Job 1 »
In the problem statement about the Meissel–Mertens constant, what expression approximates the finite sum of reciprocal primes up to p?
Job 2 »
From the problem statement about the Meissel–Mertens constant, reproduce the passage starting at "We consider the" and ending at "logarithm of n.".

Problem Statement

Calculate Meissel–Mertens constant up to a precision your language can handle.

Analogous to Euler's constant, which is important in determining the sum of reciprocal natural numbers, Meissel-Mertens' constant is important in calculating the sum of reciprocal primes.

We consider the finite sum of reciprocal natural numbers: 1 + 1/2 + 1/3 + 1/4 + 1/5 ... 1/n this sum can be well approximated with: log(n) + E where E denotes Euler's constant: 0.57721... log(n) denotes the natural logarithm of n.

Now consider the finite sum of reciprocal primes: 1/2 + 1/3 + 1/5 + 1/7 + 1/11 ... 1/p this sum can be well approximated with: log( log(p) ) + M where M denotes Meissel-Mertens constant: 0.26149...

Let's start with the solution:

{
MM(t)=
  my(s=0);
  forprime(p = 2, t,
    s += log(1.-1./p)+1./p
  );
  Euler+s
};

{
Meissel_Mertens(d)=
  default(realprecision, d);
  my(prec = default(realprecision), z = 0, y = 0, q);
  forprime(p = 2 , 7, 
    z += log(1.-1./p)+1./p
  );
  for(k = 2, prec,
    q = 1;
    forprime(p = 2, 7, 
      q *= 1.-p^-k
    );
    y += moebius(k)*log(zeta(k)*q)/k
  );
  Euler+z+y
};

Listed entries »

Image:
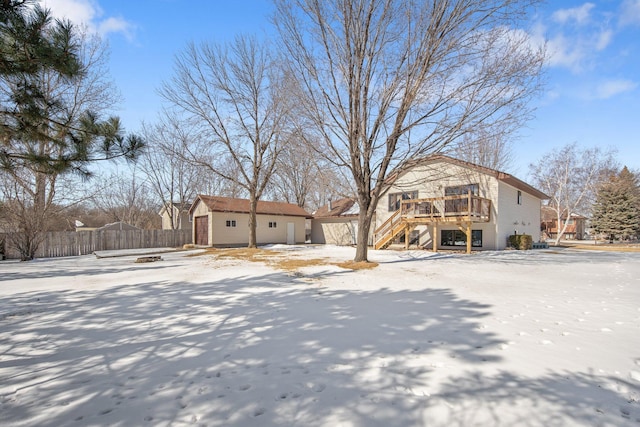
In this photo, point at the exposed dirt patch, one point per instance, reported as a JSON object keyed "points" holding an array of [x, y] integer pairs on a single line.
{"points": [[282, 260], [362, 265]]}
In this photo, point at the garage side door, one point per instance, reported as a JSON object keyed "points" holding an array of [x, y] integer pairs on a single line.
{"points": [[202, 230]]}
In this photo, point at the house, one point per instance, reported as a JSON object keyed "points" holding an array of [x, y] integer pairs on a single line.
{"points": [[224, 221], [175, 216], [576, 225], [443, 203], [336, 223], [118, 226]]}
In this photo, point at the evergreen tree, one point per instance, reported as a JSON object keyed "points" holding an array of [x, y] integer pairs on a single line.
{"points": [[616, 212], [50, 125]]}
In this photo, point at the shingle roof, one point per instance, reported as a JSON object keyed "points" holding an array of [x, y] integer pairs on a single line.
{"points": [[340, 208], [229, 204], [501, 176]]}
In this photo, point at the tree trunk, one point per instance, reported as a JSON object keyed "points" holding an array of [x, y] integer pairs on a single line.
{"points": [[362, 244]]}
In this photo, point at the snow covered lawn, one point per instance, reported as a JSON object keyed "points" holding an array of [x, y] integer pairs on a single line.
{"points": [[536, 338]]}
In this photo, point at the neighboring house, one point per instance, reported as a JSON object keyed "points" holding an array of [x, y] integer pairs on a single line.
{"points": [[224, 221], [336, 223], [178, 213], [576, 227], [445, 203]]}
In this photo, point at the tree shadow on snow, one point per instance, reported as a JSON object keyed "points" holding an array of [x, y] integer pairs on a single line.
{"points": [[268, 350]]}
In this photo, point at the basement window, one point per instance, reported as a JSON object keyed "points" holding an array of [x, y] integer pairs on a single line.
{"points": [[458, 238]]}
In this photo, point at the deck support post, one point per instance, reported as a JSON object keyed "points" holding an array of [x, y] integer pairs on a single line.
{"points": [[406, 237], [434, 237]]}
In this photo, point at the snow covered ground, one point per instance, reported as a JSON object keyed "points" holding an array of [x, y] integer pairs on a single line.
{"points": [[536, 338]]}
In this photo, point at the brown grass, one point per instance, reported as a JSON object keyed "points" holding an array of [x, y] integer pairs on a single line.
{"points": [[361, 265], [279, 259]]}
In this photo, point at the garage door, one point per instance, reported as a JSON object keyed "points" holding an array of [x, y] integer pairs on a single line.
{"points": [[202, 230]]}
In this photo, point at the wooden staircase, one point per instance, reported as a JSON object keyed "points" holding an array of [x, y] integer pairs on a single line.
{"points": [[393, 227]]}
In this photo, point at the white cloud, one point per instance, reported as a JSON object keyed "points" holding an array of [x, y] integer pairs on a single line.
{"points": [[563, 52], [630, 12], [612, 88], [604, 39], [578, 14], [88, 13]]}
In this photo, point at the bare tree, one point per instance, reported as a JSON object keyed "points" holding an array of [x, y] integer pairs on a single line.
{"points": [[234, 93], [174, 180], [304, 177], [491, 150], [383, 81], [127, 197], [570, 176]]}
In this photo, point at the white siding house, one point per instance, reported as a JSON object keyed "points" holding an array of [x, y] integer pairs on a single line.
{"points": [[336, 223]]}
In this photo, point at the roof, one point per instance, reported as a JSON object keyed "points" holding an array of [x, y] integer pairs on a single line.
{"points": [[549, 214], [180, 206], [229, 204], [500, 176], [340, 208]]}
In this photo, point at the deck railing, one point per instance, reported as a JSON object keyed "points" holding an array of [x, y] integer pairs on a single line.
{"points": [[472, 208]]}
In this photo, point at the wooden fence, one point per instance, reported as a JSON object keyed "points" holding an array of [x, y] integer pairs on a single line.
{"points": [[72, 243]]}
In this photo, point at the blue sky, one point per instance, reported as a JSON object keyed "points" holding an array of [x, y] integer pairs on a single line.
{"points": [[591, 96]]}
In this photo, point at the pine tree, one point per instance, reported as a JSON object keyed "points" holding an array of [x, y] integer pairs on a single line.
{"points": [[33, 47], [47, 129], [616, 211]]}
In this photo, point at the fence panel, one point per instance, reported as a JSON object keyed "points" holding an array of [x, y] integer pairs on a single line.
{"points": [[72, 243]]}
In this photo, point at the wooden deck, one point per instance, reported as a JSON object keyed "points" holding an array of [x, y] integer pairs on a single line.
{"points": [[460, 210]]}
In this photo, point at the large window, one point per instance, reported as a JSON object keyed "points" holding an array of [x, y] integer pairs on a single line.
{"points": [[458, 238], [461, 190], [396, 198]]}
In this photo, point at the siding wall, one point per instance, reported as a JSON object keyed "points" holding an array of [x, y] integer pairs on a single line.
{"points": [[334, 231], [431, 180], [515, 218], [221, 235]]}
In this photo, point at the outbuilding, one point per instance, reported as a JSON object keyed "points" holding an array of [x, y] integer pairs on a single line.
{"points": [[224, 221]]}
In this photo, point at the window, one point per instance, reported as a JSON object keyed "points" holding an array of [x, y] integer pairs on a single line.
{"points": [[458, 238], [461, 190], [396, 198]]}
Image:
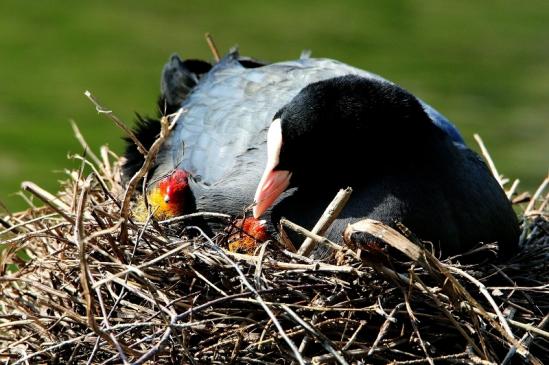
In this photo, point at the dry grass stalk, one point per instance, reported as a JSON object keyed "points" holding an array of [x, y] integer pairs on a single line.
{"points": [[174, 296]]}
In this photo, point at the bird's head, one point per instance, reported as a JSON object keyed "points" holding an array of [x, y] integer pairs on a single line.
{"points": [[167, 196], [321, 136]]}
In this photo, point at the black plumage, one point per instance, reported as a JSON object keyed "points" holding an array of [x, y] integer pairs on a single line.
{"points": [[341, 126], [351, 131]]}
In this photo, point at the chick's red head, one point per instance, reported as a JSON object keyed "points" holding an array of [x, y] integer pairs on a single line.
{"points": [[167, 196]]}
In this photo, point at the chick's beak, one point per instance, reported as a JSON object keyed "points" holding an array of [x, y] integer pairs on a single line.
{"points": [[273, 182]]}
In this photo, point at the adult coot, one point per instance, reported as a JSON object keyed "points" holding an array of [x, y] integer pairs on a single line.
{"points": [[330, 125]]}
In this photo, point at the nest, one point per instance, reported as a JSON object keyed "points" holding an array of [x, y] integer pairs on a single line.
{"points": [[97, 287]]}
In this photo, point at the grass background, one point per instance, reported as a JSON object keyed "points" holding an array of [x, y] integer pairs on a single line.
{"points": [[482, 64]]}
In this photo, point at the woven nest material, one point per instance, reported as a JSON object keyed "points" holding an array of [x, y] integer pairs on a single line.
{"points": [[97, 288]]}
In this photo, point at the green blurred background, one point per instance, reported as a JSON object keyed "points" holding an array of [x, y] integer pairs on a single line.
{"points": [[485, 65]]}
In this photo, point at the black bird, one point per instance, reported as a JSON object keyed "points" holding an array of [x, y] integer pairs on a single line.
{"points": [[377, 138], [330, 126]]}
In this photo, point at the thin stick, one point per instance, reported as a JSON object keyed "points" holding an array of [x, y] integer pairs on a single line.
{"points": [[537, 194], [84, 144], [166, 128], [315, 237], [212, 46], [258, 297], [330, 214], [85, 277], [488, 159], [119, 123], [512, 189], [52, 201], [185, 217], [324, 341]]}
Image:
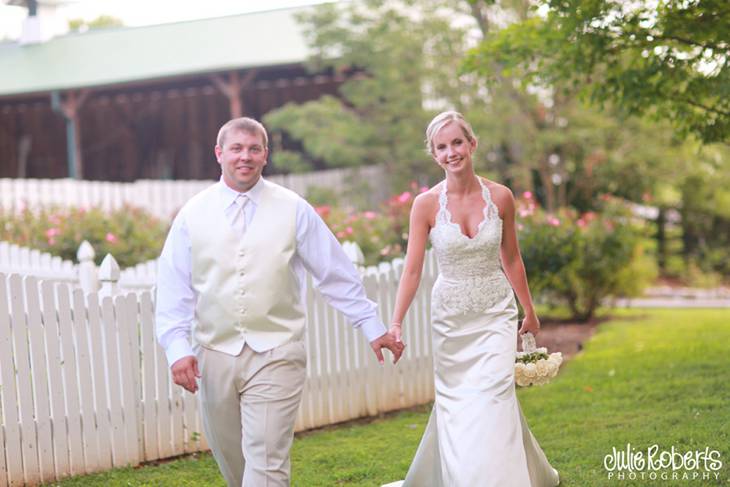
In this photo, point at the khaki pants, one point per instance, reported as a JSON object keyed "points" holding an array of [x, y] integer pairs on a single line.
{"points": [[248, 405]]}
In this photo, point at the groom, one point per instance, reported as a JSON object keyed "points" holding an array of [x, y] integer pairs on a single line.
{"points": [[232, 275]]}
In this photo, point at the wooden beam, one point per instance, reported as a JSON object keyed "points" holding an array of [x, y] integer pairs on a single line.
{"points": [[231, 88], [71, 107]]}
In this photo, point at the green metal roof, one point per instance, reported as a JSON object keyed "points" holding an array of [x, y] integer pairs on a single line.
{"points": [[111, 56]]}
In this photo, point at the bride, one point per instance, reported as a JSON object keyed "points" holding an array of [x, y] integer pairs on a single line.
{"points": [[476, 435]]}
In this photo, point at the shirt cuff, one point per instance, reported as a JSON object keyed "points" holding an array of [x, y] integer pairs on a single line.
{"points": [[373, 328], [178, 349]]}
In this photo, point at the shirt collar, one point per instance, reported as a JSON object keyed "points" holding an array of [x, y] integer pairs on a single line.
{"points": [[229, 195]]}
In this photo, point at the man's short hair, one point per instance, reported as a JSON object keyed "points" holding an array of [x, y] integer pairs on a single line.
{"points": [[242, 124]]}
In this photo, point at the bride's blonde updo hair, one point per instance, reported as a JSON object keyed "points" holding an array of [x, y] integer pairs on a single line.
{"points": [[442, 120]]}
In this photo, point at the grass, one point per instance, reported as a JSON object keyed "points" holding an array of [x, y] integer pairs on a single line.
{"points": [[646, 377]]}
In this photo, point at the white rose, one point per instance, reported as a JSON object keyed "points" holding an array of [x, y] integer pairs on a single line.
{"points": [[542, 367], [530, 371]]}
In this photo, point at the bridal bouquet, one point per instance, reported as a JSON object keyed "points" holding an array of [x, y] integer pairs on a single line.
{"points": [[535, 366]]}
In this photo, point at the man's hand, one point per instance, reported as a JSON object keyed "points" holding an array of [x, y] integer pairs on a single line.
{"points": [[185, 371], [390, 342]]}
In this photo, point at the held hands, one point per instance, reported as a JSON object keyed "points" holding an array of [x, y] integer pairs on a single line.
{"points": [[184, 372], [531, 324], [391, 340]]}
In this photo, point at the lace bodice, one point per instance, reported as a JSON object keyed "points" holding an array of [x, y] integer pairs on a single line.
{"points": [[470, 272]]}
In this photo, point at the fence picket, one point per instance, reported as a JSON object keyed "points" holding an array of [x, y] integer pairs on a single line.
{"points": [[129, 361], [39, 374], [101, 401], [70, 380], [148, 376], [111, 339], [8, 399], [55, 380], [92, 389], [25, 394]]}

Full answer 1 »
log(log(p)) + M, where M is the Meissel–Mertens constant.

Full answer 2 »
We consider the finite sum of reciprocal natural numbers: 1 + 1/2 + 1/3 + 1/4 + 1/5 ... 1/n this sum can be well approximated with: log(n) + E where E denotes Euler's constant: 0.57721... log(n) denotes the natural logarithm of n.